YOUR GOAL: Find all the lines in the entries below that hold the word "rough" and copy them.

INFORMATION SHOWN:
....
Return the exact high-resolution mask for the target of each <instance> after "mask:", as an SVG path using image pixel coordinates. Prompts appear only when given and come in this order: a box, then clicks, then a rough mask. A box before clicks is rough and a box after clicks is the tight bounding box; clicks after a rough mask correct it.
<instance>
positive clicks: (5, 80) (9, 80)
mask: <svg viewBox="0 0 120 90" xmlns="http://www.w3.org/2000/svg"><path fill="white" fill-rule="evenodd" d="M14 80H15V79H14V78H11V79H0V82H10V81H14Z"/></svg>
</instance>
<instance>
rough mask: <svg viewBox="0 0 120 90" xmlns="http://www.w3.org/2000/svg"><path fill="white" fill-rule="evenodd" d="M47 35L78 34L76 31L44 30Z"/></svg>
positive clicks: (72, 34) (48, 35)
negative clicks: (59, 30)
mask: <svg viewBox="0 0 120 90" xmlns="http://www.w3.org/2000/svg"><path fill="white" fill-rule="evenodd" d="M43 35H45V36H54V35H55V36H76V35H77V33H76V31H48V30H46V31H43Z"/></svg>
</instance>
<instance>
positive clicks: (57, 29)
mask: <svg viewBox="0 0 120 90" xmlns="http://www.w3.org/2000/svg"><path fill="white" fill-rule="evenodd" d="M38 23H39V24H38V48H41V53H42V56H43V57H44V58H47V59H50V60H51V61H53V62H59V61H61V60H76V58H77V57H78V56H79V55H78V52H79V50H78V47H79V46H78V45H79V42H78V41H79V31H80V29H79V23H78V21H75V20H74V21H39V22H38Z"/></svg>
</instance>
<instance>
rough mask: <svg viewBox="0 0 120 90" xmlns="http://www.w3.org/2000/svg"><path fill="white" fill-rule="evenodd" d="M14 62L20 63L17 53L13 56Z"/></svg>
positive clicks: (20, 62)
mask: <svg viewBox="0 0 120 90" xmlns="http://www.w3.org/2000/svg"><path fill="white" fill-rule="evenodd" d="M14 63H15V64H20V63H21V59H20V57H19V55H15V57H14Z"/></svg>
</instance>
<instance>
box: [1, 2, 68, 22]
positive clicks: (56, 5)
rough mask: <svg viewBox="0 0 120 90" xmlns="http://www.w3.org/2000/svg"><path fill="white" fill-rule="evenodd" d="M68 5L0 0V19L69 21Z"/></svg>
....
TASK RESULT:
Return the exact high-resolution mask for the target of each <instance> after "mask:", as an SVG path using image pixel coordinates. Prompts appear only when given and come in this order: a box, then clicks, then a rough mask. A box before clicks is rough and a box after clicks is the tight bounding box; clicks after a rough mask correct it.
rough mask: <svg viewBox="0 0 120 90" xmlns="http://www.w3.org/2000/svg"><path fill="white" fill-rule="evenodd" d="M47 35L78 34L76 31L44 30Z"/></svg>
rough mask: <svg viewBox="0 0 120 90" xmlns="http://www.w3.org/2000/svg"><path fill="white" fill-rule="evenodd" d="M14 62L20 63L17 53L13 56Z"/></svg>
rough mask: <svg viewBox="0 0 120 90" xmlns="http://www.w3.org/2000/svg"><path fill="white" fill-rule="evenodd" d="M68 5L0 0V19L69 21Z"/></svg>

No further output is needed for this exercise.